Please repeat the data from the line with "Could you point out the police cap" through the end of the data, with the requests included, and offset each coordinate by adding 47 to both of its numbers. Leave the pictures out of your answer.
════════════════════
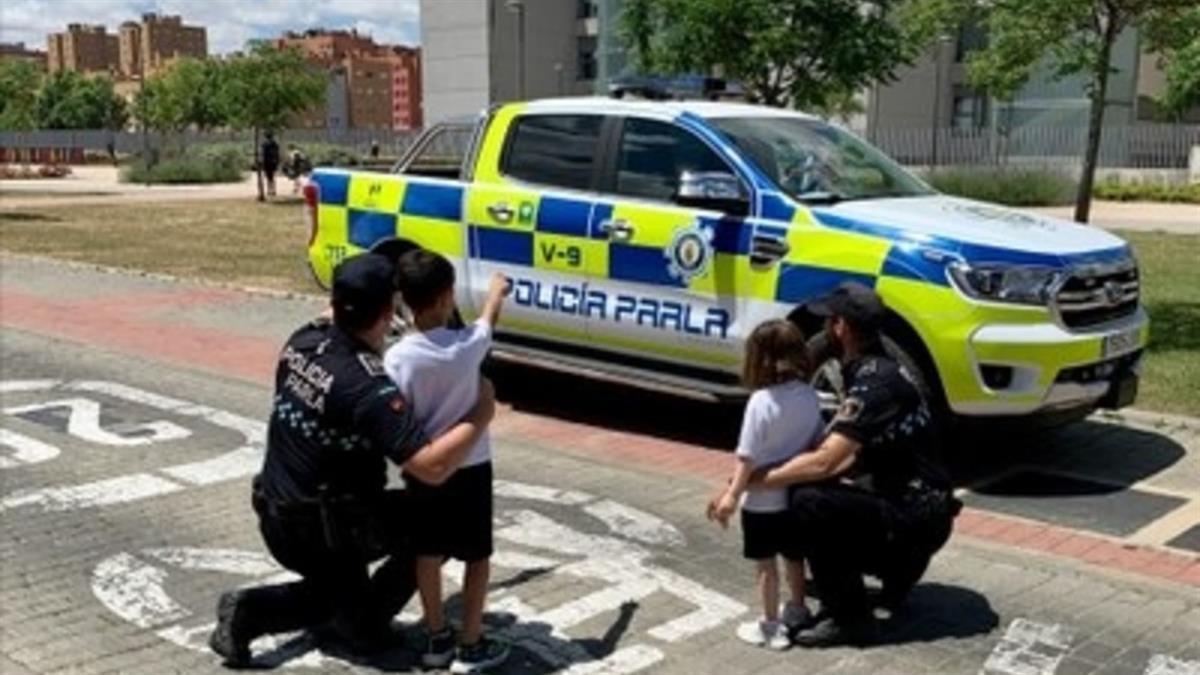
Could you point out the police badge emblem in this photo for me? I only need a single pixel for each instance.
(690, 252)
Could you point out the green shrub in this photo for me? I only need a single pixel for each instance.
(1009, 186)
(185, 169)
(1147, 191)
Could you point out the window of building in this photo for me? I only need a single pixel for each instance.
(970, 109)
(971, 37)
(653, 154)
(553, 149)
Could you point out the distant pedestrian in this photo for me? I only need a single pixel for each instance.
(270, 154)
(783, 419)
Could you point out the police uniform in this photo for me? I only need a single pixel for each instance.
(893, 509)
(321, 500)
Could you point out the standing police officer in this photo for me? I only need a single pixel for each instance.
(874, 496)
(321, 500)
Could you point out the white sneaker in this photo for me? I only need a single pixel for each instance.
(769, 634)
(796, 616)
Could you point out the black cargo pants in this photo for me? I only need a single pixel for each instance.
(846, 532)
(335, 584)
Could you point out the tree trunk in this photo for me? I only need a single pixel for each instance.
(1096, 123)
(258, 166)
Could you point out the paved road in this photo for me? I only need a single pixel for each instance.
(124, 512)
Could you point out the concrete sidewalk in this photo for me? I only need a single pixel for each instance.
(1140, 216)
(112, 555)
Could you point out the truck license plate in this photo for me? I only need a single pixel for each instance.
(1121, 342)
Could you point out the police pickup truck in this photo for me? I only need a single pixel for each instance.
(646, 239)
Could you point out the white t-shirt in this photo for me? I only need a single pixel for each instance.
(780, 423)
(437, 371)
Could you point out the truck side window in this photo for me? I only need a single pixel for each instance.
(556, 150)
(653, 154)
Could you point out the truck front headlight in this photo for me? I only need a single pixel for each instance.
(1006, 284)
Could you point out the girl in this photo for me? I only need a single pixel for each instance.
(783, 418)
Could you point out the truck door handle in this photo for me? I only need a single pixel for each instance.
(767, 250)
(502, 213)
(617, 230)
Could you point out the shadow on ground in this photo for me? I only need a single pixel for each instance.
(616, 406)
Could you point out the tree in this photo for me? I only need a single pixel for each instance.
(19, 82)
(1073, 36)
(69, 100)
(1176, 39)
(265, 89)
(814, 54)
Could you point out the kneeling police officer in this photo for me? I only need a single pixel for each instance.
(321, 500)
(874, 497)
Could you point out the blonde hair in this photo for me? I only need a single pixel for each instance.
(775, 352)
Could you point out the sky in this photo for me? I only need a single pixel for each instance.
(229, 23)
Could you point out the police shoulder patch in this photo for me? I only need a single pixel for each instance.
(850, 410)
(372, 364)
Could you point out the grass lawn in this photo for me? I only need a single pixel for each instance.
(233, 240)
(243, 242)
(1170, 270)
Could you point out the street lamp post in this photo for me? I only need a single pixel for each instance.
(517, 7)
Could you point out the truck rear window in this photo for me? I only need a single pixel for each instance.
(556, 150)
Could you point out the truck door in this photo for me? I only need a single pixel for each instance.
(676, 273)
(531, 222)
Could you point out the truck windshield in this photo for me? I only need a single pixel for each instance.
(817, 162)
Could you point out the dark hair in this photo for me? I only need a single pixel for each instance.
(423, 278)
(775, 352)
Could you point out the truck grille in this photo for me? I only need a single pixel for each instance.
(1097, 296)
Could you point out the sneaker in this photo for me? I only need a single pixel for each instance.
(438, 649)
(769, 634)
(228, 639)
(796, 617)
(483, 655)
(829, 633)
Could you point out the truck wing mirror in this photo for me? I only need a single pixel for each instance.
(712, 190)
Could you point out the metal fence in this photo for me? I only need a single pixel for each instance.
(1141, 147)
(1146, 147)
(391, 143)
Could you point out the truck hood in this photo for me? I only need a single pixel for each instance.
(976, 231)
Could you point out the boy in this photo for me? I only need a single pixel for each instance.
(437, 370)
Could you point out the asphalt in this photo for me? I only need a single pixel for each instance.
(131, 416)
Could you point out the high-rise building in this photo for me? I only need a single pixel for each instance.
(479, 53)
(370, 85)
(149, 47)
(18, 51)
(83, 48)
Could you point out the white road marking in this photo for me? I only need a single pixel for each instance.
(539, 494)
(1029, 649)
(88, 495)
(635, 524)
(135, 590)
(1163, 664)
(25, 449)
(15, 386)
(83, 422)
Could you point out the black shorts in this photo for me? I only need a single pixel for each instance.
(767, 535)
(454, 519)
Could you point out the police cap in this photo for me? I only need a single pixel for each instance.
(363, 287)
(853, 302)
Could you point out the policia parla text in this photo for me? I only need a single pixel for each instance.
(874, 496)
(321, 500)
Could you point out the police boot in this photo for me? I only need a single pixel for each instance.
(832, 632)
(232, 635)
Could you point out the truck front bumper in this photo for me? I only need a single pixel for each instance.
(1043, 368)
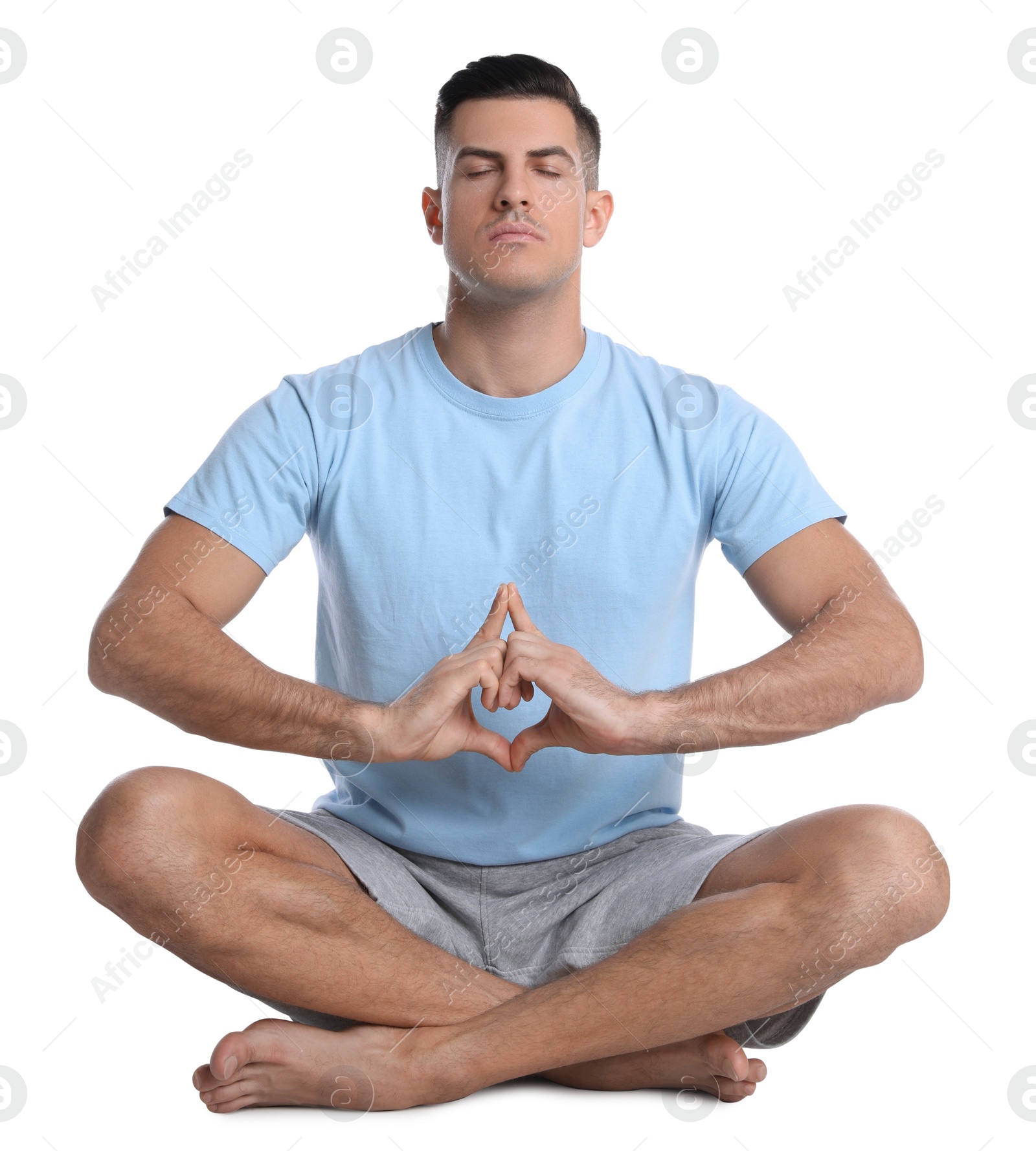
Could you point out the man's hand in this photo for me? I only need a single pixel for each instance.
(435, 718)
(587, 712)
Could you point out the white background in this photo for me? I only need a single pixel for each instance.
(892, 379)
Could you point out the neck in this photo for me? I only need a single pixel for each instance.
(508, 350)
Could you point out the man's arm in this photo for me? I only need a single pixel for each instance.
════════════════════
▶ _Full response_:
Could you point out the police cap in this photo for me? I only need a single pixel for each instance.
(410, 334)
(900, 349)
Could you point out the policia parla text in this photo for me? I only need a single pixel for each instance.
(921, 543)
(368, 547)
Could you point out the police boot in this photo for me? I only need a single pixel for each instance.
(879, 679)
(279, 682)
Could you point out the truck front bumper in this photo for me? I only need a single pixel for each instance.
(1090, 415)
Could you point out the man's hand in this photo for me? I only need a single pixel for each instance.
(482, 765)
(634, 759)
Could you point out the white background in this photo for me? I only need a single pixel for each instance.
(939, 426)
Could you point out the neck in this photo for me? I only need a single pixel for each instance.
(555, 397)
Could you point out the man's arm in this photo for me? I only need a single pixel for each instance.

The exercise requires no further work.